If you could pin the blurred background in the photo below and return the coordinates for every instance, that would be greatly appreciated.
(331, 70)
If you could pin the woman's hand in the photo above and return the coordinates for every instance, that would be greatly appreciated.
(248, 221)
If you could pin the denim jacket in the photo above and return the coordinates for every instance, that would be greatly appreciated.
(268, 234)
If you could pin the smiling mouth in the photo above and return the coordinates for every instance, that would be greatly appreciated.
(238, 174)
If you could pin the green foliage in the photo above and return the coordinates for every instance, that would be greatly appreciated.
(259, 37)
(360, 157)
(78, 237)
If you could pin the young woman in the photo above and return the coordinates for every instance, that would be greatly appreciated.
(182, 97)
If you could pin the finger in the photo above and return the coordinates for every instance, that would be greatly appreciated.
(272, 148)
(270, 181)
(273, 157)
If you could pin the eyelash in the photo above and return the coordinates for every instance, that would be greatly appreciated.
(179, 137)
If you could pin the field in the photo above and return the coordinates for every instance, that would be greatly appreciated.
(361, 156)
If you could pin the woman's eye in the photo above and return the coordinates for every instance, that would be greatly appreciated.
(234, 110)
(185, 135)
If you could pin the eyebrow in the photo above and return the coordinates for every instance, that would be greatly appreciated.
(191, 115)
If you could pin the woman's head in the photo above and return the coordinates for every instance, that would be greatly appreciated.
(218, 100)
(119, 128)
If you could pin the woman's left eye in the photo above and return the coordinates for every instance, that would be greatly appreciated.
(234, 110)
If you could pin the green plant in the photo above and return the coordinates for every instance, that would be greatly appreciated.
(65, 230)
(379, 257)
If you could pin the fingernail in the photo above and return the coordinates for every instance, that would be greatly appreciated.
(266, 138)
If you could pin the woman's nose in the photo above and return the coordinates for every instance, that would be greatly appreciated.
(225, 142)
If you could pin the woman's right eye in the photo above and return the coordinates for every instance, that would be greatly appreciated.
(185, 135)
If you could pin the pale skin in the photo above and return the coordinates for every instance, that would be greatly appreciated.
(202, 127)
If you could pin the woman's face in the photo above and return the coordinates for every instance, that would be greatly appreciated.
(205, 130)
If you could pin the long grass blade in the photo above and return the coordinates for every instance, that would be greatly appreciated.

- - - - -

What is required :: Please quote the records above exactly, without skipping a line.

Solution for this exercise ::
If you could pin the blurred background in the photo below and return the coordinates for every instance, that would be greatly appreciated.
(331, 70)
If you could pin the woman's hand in the photo above and return the coordinates for every instance, that would be greatly appreciated.
(248, 221)
If you could pin the denim jacket in the photo above and return the coordinates for every instance, that would be greatly appreciated.
(268, 234)
If you could pin the smiling mouth in the photo above and return the coordinates for every instance, that would be greatly appreciated.
(238, 174)
If you could pin the green foliage in the photo above and return the coordinates for every instance, that would be greatly appreciated.
(259, 37)
(360, 157)
(78, 237)
If you could pin the young woman in the photo above and return the coordinates for every instance, that would be greatly appreciated.
(182, 97)
If you could pin the finger in the photo above and return the coordinates for every instance, that would be greatly appreciated.
(272, 148)
(270, 181)
(273, 157)
If you could pin the eyelash in the photo above and return the coordinates for every instance, that would be greatly appreciated.
(179, 137)
If you could pin the field in the photo above and return the coordinates for every instance, that would be greatly appreciated.
(361, 156)
If you could pin the woman's eye in the photo above and return the coordinates for every instance, that would be greatly appreciated.
(234, 110)
(185, 135)
If you could pin the eyebrow in the photo above and return the coordinates for every instance, that would be greatly appreciated.
(191, 115)
If you could pin the woman's head in the photo above and return the coordinates for every instance, that would be greatly appreciated.
(218, 100)
(119, 128)
If you could pin the woman's left eye in the photo above and return the coordinates for every instance, that would be greatly appreciated.
(234, 110)
If you could pin the green plant in the photo above and return the coordinates for every instance, that would be greatly appreciated.
(65, 230)
(379, 257)
If you could pin the fingernail in the photo above and return the coordinates for every instance, that would be greatly appreciated.
(266, 138)
If you could pin the woman's nose in the photo above and return the coordinates for every instance, that would be greatly appreciated.
(225, 142)
If you could pin the woman's right eye in the photo above and return the coordinates for every instance, that would be greatly appreciated.
(185, 135)
If you could pin the pale skin in the photo above and return the coordinates for every instance, that would be greatly appreciated.
(202, 127)
If you could pin the woman's face in the photo above and return the coordinates for every instance, that would be greatly appreciated.
(205, 130)
If you could pin the long grass blade in the photo above and return the coordinates for every instance, that would be greatly appreciated.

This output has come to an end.